>> begin

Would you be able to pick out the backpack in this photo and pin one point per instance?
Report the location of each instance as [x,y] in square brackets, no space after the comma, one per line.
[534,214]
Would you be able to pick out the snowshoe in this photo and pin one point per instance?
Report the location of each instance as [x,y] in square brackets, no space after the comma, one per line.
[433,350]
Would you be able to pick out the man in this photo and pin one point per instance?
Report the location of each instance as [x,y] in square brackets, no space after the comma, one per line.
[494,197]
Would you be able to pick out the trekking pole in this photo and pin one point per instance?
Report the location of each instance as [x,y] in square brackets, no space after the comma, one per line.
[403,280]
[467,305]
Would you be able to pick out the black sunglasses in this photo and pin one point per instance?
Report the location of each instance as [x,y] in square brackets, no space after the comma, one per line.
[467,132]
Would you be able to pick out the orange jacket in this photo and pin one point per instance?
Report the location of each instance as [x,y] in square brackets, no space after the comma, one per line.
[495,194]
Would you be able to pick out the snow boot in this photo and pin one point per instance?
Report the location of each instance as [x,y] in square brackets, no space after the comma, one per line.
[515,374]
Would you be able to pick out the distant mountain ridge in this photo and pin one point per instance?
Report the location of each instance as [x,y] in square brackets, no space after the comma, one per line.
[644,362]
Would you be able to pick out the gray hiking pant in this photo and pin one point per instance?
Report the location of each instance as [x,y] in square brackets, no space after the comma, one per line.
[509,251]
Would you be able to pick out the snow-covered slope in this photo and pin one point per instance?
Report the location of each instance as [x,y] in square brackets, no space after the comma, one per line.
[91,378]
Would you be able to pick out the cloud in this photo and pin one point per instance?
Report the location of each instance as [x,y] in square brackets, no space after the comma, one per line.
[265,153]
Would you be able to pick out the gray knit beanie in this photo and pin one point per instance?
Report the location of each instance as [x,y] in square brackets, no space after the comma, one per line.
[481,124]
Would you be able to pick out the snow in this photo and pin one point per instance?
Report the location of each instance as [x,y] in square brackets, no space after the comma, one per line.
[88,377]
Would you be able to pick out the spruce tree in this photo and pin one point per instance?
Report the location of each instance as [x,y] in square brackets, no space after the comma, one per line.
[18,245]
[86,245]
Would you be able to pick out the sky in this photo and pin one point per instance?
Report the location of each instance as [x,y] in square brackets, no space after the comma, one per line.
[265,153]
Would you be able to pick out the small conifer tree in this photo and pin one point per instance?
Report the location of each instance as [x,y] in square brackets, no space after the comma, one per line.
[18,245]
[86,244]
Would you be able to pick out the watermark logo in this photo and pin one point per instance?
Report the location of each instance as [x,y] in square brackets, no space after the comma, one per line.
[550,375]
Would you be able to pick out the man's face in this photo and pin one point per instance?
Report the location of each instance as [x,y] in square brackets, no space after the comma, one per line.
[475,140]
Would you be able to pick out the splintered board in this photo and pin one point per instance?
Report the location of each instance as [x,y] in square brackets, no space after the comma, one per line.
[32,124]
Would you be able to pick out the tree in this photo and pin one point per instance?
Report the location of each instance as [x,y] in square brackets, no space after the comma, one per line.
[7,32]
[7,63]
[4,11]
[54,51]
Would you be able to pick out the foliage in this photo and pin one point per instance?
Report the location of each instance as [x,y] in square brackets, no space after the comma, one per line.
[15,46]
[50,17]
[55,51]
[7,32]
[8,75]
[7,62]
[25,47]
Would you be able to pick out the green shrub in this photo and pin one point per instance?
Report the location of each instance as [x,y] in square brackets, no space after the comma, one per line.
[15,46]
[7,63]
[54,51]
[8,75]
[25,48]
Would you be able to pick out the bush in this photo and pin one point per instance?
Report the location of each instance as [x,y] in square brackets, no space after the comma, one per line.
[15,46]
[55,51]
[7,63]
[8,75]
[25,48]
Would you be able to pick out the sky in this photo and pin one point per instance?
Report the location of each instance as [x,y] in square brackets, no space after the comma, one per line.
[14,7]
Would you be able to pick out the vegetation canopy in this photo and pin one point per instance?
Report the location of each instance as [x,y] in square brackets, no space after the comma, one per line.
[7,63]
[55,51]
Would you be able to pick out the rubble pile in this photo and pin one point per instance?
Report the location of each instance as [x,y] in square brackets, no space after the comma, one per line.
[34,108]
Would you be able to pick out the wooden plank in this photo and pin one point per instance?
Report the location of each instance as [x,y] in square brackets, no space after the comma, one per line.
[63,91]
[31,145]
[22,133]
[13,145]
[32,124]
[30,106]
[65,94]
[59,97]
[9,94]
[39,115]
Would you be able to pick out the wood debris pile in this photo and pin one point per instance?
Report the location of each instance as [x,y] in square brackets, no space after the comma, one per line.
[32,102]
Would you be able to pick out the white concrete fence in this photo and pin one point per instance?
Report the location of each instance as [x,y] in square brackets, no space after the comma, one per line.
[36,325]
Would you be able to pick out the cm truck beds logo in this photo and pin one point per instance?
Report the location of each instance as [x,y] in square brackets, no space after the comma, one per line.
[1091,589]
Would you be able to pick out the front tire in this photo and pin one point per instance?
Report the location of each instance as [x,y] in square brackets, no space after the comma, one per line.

>> end

> [What to do] Reproduce verbatim the part of the entries that opens with the line containing "Would you be able to pick out the cm" and closes with the final line of the entries, including both ends.

> [Correct result]
Would you be able to pick out the cm truck beds logo in this photo and pin one point per instance?
Report the location of each instance as [x,y] in square brackets, no space after the comma, one per line.
[1091,589]
Would you be able to pick out the front tire in this photo and pin one point per instance?
Report the location of each instance as [x,y] in square brackets, no space after the comma, one per line.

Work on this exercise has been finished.